=== Extract ===

Who should go on the liberals tab is a tricky problem, and there are many sites I waver over. Particularly tricky are the Liberal Democrat blogs. LibDems all seem to know that they are supposed to be economic liberals as well as social liberals, but they are just to wedded to their statism to let go completely.  There are a lot of sites with the word liberal in their titles on the Statists tab. There are exceptions though - Jock, Liberty Alone, Tom Papworth to name a few. Here's a new one, recently promoted from the ranks of the "others", and blogging up a storm at the moment too - Charlotte Gore. Well worth a read.

Friday
Jan092009

A new meme

There seems to be something of a new meme doing the rounds of the media at the minute. Fraser Nelson seems to have started it at the Spectator, with a short article wondering whether the similarities between Brown's Britain and the dystopian future imagined by Ayn Rand in her magnum opus Atlas Shrugged, weren't just a little to close for comfort. (If you don't know the story, you are probably a stranger around these here parts, but in a nutshell it tells what happens when government gets too big and all the productive people start walking away from society. It's a famously badly written book, but despite that manages to get under your skin and inspire you).

=== Supplied information ===

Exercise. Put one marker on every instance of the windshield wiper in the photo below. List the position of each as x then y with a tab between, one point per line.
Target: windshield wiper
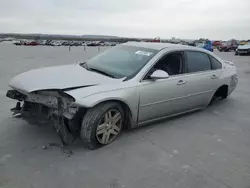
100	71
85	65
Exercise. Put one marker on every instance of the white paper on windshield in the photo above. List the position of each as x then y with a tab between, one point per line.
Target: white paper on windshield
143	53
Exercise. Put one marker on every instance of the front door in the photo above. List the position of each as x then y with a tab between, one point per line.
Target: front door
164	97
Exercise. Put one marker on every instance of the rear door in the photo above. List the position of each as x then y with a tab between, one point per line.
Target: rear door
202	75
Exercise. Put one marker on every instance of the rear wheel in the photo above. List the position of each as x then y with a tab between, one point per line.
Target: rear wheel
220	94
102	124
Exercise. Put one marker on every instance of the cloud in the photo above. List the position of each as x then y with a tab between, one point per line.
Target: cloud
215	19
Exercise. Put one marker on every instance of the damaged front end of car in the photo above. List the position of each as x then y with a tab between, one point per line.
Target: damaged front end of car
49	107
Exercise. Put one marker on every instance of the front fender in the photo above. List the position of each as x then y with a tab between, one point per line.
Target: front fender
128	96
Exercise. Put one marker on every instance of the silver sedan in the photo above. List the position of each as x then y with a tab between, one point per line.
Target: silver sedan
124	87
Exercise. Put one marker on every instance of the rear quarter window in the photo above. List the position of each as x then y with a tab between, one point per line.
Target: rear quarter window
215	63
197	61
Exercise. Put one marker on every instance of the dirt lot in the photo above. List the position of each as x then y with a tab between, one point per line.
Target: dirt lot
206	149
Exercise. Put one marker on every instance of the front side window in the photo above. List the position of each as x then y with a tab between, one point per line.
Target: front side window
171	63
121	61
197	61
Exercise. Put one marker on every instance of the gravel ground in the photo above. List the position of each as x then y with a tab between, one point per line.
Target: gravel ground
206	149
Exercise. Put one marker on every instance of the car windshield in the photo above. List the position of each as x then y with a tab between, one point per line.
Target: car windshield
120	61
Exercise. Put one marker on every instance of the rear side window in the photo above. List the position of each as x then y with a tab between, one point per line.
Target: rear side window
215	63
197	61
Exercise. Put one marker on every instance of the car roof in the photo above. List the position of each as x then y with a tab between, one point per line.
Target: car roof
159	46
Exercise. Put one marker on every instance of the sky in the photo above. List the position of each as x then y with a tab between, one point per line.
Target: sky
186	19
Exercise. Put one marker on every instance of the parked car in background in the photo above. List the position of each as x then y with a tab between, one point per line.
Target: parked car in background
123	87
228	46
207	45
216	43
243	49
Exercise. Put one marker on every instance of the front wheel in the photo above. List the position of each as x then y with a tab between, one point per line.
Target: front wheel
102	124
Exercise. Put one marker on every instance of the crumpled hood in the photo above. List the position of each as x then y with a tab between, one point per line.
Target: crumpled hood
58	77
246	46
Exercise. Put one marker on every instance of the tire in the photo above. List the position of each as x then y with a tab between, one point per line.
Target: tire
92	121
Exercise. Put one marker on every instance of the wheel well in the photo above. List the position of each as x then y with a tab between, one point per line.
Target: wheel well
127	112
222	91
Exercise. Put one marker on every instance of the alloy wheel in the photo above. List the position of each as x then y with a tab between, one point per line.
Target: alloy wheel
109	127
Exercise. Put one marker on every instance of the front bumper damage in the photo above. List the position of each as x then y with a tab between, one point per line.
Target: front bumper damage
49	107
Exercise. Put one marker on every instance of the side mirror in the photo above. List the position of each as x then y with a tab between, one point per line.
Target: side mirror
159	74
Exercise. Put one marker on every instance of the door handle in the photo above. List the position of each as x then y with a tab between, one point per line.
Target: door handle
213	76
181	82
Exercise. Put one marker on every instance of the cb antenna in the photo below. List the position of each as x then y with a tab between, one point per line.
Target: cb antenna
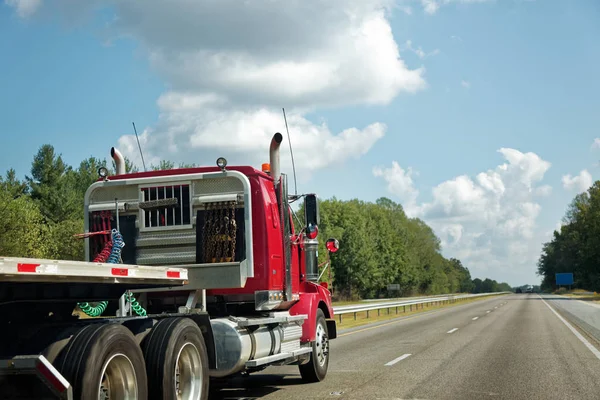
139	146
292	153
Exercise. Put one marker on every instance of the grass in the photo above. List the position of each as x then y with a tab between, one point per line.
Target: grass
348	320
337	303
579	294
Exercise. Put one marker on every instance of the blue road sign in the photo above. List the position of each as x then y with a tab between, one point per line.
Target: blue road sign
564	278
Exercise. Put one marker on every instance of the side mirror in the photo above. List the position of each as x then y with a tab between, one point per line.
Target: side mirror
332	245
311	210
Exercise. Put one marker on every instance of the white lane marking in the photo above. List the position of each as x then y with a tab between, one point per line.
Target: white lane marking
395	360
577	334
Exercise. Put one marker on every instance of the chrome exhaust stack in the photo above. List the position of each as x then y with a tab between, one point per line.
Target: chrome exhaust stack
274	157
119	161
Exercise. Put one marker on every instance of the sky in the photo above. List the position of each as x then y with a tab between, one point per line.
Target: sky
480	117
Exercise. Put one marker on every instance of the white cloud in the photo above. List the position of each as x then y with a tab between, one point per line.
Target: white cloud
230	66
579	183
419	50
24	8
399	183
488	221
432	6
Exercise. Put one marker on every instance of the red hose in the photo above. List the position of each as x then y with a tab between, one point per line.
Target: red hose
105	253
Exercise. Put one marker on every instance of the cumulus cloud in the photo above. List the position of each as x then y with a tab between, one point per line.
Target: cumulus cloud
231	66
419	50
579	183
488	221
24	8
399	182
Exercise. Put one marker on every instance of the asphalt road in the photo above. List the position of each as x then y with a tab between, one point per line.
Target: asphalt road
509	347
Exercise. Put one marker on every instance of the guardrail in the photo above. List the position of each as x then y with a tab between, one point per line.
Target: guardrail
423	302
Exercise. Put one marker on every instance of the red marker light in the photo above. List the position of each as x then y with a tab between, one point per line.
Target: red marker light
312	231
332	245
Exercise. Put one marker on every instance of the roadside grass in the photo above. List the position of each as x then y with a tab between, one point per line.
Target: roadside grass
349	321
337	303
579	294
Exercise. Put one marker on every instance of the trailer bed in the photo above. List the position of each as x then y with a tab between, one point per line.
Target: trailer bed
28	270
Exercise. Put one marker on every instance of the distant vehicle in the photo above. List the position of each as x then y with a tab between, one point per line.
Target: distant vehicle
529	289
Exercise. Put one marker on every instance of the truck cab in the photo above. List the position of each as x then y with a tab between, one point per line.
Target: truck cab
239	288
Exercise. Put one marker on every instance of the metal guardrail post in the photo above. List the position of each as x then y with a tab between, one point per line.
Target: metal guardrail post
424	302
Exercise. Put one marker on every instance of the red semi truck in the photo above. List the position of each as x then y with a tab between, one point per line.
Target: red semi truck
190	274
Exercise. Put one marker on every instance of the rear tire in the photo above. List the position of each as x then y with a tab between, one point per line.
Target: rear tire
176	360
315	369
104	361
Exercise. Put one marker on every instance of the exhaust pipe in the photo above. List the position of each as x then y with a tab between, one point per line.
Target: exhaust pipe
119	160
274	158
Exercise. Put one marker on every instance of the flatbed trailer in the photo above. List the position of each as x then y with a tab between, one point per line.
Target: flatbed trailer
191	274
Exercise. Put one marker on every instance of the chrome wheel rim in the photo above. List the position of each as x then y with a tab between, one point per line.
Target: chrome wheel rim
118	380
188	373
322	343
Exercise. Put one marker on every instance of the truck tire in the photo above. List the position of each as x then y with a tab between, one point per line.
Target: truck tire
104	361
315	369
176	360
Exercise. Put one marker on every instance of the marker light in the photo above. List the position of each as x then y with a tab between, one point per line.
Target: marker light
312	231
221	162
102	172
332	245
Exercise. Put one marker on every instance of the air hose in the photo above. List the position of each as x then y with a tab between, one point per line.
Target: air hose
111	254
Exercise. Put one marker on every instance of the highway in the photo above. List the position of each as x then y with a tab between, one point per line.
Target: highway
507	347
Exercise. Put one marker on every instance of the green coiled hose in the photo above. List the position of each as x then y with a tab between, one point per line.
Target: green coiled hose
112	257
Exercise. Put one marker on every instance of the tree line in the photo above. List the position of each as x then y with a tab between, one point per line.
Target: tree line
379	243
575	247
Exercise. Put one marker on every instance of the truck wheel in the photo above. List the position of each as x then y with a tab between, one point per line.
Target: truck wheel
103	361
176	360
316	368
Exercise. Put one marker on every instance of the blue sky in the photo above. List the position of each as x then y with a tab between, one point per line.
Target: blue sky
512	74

===

◆ **Your task**:
Decide whether each statement agrees with the blog extract, answering yes or no and quoting the deciding words: 1. Fraser Nelson's article appeared in the Spectator. 2. Charlotte Gore was moved up from the "others". 3. Atlas Shrugged is described as a well-written book.

◆ **Response to the exercise**:
1. Yes: "Fraser Nelson seems to have started it at the Spectator"
2. Yes: "recently promoted from the ranks of the "others""
3. No: "It's a famously badly written book"